Dr Paul Nestadt
Assistant Professor
Paul Nestadt, MD is an assistant professor jointly appointed in the Department of Psychiatry and Behavioral Science at the Johns Hopkins School of Medicine, with a secondary appointment in the Department of Mental Health at the Johns Hopkins Bloomberg School of Public Health. He serves as the co-director and supervising psychiatrist for the Johns Hopkins Anxiety Disorders Clinic, where he utilizes behavioral therapies such as cognitive behavioral therapy and exposure as well as psychopharmacology for anxiety disorders including PTSD, OCD, Panic, and Generalized Anxiety in patients from the US and internationally. He is an attending psychiatrist on the Motivated Behaviors Unit, an inpatient psychiatric ward specializing in the treatment of substance use disorders in the context of major psychiatric illness.
Dr. Nestadt’s current research focus on practical risk factors for suicide, such as firearm and opioid access, began during his postdoctoral fellowship in the Psychiatric Epidemiology Training Program at the Johns Hopkins Bloomberg School of Public Health. His research into the roles of firearms and opioid dependence into suicide is fueled by a fruitful partnership with the Office of the Chief Medical Examiner of Maryland, which supplies data for the development of machine learning algorithms utilized in the prediction of suicide risk. He has applied this expertise to the study of suicide in special populations including Native Americans, South Asian refugee groups, and active duty military.
Dr. Nestadt is a leader in education regarding suicidality, anxiety disorders, and psychiatric evaluation at Johns Hopkins, where he regularly presents didactics and clinical supervision for medical students, residents, and doctoral students studying the epidemiology of mental illness. He is a Fellow of the American Psychiatric Association and is on the Executive board of the Maryland Psychiatric Society. He has written several chapters for leading psychiatric and medical textbooks, and is the managing editor of the Johns Hopkins POCIT Psychiatry guide app. He has spoken nationally and internationally on the topics of suicide risk and the role of firearms, opiates, and the limitations of screening.
His research is sponsored in part by the James Wah Center for Mood Disorders Research, the American Foundation for Suicide Prevention, and the National Institutes of Health.

* * * * * * *

## [TASKS TO COMPLETE]
(a) Reproduce the faculty profile, beginning at the words "His research is" and stopping after the words "Institutes of Health.".
(b) Translate this sentence from the faculty profile into Spanish: "He is an attending psychiatrist on the Motivated Behaviors Unit, an inpatient psychiatric ward specializing in the treatment of substance use disorders in the context of major psychiatric illness."

* * * * * * *

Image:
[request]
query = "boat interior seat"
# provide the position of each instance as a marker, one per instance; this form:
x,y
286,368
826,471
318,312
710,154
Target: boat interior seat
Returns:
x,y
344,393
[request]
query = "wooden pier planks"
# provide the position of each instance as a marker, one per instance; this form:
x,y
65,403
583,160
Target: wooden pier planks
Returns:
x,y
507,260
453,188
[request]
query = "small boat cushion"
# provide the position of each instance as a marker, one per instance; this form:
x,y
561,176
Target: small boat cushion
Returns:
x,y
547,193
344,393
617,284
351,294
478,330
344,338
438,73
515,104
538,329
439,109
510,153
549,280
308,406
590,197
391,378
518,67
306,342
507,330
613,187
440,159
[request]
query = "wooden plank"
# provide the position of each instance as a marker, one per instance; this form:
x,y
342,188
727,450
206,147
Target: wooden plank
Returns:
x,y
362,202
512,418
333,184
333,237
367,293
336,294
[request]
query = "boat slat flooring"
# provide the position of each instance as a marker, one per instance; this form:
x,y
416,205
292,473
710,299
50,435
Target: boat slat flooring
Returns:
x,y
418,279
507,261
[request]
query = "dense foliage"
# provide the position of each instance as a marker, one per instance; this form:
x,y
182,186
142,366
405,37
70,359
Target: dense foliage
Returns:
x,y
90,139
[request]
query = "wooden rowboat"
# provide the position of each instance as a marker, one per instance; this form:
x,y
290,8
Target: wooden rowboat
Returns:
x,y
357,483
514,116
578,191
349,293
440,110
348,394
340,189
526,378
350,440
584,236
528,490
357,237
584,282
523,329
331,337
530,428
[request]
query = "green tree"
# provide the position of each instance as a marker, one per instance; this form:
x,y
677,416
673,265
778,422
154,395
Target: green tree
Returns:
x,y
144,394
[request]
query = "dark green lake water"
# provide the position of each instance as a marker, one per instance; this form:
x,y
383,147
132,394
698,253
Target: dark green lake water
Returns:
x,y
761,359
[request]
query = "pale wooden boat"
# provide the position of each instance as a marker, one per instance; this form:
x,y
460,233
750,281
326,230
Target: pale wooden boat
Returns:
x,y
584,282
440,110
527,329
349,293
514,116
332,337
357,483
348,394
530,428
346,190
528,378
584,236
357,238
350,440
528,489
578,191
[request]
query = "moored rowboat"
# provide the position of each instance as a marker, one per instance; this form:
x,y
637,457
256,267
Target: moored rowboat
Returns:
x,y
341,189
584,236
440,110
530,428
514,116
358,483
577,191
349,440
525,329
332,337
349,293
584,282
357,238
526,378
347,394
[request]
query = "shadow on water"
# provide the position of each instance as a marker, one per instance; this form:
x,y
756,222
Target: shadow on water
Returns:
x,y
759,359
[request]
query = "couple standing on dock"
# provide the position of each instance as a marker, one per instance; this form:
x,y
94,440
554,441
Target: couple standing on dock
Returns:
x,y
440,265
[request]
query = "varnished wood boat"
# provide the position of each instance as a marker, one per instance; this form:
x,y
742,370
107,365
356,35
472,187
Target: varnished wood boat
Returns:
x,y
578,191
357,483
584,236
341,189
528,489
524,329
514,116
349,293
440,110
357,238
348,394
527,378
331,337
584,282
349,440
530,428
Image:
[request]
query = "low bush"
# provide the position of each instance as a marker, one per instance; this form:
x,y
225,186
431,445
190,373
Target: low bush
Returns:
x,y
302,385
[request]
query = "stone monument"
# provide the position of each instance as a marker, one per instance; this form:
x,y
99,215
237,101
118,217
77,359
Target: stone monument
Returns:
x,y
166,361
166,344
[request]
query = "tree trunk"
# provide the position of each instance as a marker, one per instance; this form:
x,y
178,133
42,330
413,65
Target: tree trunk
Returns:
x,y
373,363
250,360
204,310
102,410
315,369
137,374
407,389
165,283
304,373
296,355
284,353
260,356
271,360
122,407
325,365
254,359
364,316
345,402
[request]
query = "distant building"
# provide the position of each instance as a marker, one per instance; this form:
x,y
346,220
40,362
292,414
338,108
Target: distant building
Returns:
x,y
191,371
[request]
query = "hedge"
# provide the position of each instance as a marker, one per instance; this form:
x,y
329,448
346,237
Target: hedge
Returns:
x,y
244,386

* * * * * * *

## [RESPONSES IN ORDER]
(a)
His research is sponsored in part by the James Wah Center for Mood Disorders Research, the American Foundation for Suicide Prevention, and the National Institutes of Health.

(b) Es psiquiatra adjunto en la Motivated Behaviors Unit, una unidad psiquiátrica de hospitalización especializada en el tratamiento de los trastornos por consumo de sustancias en el contexto de enfermedades psiquiátricas graves.